----- Data for this exercise
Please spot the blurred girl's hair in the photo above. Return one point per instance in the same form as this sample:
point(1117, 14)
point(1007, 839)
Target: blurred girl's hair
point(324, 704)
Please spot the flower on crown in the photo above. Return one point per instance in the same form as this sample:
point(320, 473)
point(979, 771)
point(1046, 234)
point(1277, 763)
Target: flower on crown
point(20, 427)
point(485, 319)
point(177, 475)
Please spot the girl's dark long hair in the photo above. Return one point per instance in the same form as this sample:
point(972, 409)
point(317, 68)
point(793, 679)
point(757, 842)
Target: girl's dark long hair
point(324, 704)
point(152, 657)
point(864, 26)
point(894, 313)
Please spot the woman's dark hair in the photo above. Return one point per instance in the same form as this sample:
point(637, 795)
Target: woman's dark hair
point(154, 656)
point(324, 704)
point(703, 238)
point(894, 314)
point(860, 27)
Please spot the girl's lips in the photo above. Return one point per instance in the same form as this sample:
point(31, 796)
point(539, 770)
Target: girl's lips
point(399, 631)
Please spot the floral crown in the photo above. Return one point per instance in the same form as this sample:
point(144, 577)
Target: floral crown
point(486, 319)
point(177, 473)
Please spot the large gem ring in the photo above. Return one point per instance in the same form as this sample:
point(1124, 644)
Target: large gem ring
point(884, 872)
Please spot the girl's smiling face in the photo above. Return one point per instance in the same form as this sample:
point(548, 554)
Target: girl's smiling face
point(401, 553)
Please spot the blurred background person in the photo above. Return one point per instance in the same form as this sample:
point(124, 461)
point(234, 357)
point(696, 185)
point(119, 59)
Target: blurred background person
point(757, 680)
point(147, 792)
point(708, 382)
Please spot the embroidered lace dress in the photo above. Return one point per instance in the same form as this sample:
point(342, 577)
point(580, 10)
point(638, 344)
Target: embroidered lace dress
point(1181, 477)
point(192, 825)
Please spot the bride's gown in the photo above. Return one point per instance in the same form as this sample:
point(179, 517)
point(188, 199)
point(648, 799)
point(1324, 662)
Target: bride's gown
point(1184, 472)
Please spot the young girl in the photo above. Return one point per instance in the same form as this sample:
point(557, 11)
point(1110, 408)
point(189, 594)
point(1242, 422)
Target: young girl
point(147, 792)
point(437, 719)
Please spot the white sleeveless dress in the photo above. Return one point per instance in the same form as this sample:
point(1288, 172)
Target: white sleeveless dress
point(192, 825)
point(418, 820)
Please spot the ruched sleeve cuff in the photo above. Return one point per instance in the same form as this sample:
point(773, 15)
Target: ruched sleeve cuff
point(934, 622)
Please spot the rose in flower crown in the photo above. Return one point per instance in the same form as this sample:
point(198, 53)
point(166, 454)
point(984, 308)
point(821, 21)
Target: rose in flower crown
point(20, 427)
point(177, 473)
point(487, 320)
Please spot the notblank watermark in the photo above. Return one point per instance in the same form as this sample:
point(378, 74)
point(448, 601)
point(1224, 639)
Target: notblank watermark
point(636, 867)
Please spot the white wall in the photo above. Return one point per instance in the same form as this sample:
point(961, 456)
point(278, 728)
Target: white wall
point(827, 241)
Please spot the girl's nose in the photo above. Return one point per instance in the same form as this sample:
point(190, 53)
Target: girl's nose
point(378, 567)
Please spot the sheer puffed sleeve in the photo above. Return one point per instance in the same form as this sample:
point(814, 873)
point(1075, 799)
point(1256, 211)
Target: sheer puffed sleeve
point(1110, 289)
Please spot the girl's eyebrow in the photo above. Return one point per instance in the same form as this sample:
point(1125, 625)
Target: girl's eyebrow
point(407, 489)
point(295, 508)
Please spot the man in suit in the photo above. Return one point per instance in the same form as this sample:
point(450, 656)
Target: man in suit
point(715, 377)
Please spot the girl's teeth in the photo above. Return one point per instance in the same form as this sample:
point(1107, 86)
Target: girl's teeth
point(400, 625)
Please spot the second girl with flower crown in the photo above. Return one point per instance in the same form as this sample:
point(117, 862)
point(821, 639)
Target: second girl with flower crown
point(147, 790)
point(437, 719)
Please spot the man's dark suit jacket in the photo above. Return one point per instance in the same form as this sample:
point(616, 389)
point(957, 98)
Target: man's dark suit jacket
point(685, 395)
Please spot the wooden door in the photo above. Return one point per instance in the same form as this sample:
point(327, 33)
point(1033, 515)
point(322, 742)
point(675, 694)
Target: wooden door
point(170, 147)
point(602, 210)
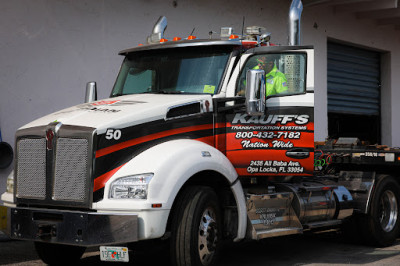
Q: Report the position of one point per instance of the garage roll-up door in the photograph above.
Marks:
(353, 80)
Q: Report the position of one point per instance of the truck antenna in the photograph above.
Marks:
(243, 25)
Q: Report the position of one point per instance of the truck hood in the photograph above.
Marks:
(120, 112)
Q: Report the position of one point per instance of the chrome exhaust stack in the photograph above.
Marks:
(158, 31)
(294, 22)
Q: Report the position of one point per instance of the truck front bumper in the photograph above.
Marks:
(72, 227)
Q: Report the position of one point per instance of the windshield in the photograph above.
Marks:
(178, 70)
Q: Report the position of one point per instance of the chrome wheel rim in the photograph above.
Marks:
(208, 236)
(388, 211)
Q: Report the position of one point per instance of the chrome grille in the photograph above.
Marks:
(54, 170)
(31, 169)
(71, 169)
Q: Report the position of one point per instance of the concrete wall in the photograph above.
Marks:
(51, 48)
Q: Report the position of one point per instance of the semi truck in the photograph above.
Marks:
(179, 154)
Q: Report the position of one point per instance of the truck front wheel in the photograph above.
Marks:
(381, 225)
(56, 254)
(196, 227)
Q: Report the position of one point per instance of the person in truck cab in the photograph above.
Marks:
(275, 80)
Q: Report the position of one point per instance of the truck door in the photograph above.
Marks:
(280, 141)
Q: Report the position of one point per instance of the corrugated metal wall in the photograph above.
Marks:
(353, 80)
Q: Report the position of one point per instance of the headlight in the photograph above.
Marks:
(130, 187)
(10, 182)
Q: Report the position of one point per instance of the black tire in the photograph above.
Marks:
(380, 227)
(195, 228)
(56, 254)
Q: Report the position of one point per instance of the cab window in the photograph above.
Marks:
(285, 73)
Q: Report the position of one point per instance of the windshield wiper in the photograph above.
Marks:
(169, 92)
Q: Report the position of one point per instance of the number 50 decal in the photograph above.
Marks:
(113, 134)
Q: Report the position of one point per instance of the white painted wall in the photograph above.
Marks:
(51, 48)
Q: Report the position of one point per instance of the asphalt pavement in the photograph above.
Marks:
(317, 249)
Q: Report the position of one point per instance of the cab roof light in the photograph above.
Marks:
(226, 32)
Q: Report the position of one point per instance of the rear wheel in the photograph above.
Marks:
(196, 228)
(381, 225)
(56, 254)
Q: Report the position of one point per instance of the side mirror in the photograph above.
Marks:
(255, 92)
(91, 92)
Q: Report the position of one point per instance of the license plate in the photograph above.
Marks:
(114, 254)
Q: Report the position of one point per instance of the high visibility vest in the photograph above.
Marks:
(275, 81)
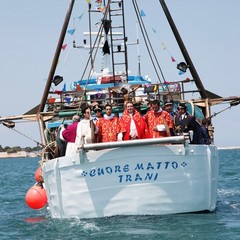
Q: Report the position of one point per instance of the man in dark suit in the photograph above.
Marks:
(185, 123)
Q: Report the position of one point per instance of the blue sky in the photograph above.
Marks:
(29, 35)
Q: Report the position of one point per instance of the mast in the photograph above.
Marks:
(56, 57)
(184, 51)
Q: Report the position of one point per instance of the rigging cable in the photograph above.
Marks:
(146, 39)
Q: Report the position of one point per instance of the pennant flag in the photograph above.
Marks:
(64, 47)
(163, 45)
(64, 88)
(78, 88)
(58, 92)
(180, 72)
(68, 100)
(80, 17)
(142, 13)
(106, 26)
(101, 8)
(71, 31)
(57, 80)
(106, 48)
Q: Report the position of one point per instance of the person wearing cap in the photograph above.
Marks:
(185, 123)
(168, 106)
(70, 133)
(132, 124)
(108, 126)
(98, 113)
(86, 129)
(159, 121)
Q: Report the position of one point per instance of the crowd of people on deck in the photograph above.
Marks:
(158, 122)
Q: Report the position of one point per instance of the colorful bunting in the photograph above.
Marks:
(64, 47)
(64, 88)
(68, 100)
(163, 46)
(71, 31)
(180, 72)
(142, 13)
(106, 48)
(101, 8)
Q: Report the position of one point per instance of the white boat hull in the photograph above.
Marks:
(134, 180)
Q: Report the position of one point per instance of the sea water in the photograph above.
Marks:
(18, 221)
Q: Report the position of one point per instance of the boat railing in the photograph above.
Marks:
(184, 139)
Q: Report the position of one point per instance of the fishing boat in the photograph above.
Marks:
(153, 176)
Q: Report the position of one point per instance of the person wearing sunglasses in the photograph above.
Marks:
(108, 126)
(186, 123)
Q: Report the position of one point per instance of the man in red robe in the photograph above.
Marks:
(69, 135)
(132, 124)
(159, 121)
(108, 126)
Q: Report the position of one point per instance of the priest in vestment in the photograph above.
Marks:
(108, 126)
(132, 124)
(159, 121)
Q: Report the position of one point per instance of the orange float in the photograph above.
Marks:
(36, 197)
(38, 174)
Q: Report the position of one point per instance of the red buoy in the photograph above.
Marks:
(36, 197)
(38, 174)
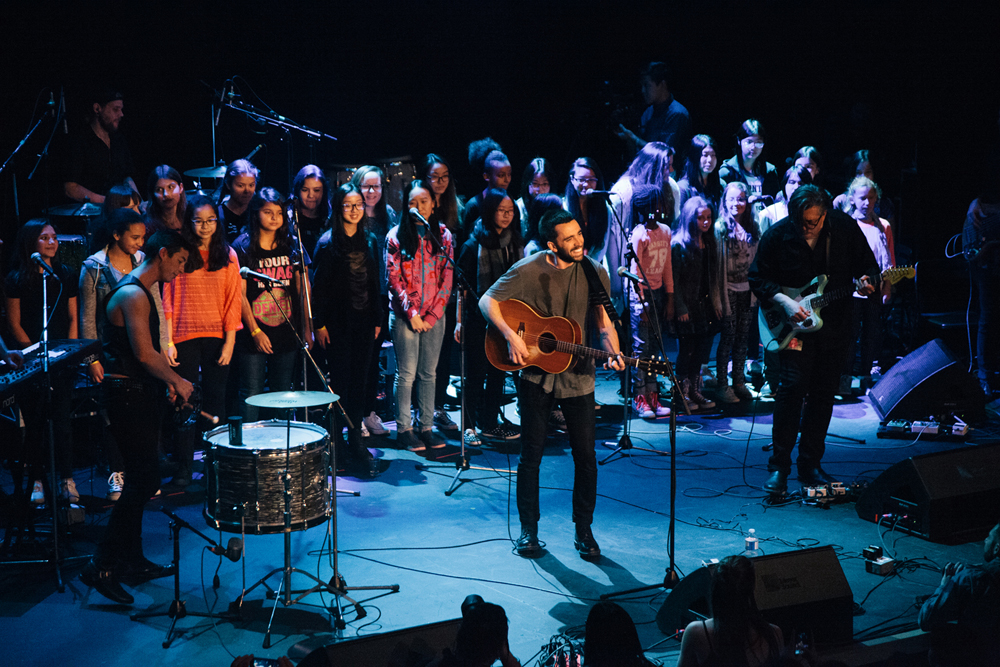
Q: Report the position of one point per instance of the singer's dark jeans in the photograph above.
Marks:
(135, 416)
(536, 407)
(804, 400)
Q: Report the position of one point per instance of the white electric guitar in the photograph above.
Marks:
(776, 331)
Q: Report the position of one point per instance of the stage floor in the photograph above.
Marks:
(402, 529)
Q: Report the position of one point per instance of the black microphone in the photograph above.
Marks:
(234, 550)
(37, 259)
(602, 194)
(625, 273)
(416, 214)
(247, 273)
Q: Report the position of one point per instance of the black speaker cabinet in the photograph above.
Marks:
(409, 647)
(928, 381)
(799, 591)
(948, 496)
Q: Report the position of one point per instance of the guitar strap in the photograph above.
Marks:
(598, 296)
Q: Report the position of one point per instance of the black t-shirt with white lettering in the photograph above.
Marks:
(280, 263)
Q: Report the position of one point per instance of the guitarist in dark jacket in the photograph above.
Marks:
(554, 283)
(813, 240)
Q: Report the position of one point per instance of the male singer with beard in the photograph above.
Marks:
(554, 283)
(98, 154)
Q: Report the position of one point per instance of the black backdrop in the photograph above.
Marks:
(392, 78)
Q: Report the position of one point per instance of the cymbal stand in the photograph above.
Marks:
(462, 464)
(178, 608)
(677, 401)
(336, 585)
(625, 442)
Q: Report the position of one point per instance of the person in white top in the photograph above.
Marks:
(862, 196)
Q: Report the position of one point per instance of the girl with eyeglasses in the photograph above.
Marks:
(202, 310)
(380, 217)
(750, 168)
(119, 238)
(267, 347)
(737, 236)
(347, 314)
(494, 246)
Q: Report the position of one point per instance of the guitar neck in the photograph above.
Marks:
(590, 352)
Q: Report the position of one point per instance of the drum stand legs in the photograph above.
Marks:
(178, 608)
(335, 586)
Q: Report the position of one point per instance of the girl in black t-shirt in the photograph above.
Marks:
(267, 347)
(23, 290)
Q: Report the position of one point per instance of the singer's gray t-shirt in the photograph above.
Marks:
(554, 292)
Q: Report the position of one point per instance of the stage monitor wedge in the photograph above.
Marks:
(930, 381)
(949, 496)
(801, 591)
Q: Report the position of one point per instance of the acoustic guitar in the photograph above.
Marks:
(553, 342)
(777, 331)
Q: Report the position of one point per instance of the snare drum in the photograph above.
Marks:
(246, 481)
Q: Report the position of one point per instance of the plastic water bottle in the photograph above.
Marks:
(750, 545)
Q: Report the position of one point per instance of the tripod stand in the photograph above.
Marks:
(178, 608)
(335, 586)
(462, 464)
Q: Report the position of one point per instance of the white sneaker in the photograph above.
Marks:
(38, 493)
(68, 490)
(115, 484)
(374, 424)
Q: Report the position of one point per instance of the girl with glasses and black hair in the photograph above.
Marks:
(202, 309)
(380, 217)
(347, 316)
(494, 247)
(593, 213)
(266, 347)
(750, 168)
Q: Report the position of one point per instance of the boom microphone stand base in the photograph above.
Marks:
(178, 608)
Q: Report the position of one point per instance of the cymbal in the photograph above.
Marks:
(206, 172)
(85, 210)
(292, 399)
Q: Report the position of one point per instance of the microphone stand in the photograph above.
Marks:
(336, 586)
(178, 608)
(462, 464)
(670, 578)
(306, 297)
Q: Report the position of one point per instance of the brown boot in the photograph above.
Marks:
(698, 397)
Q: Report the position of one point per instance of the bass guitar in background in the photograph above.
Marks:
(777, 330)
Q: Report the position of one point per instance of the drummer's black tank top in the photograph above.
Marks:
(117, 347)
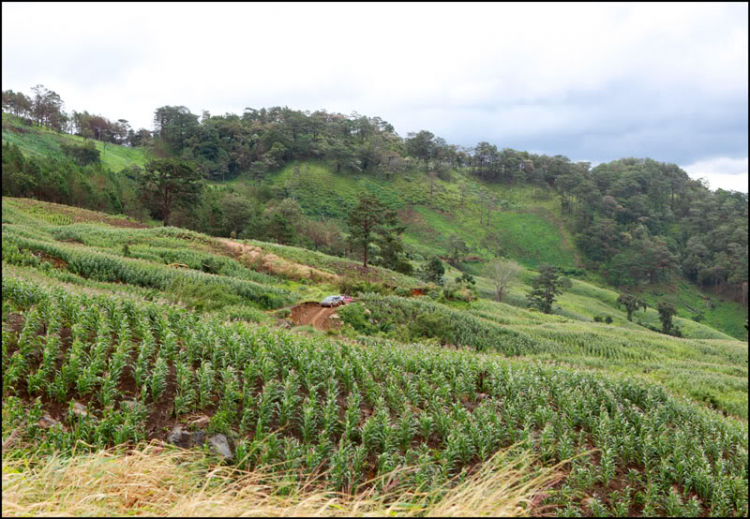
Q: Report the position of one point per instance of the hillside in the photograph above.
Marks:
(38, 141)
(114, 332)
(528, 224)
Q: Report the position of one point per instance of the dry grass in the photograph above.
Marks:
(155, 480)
----------
## Work to be completed
When you reach the line with "point(1007, 839)" in the records above, start writing out lines exactly, and stop once the line with "point(757, 842)" has been written; include nothing else.

## Response to this exercise
point(1007, 839)
Target: blurred girl's hair
point(324, 704)
Please spot the flower on crown in the photo above. Return one point per instance in the same form as this sample:
point(320, 473)
point(979, 771)
point(1046, 234)
point(1277, 763)
Target: flower on crown
point(20, 427)
point(485, 319)
point(177, 475)
Please spot the girl's dark long hair in the photo above. Return one point per instance in the same form as this sample:
point(972, 409)
point(317, 68)
point(793, 679)
point(757, 842)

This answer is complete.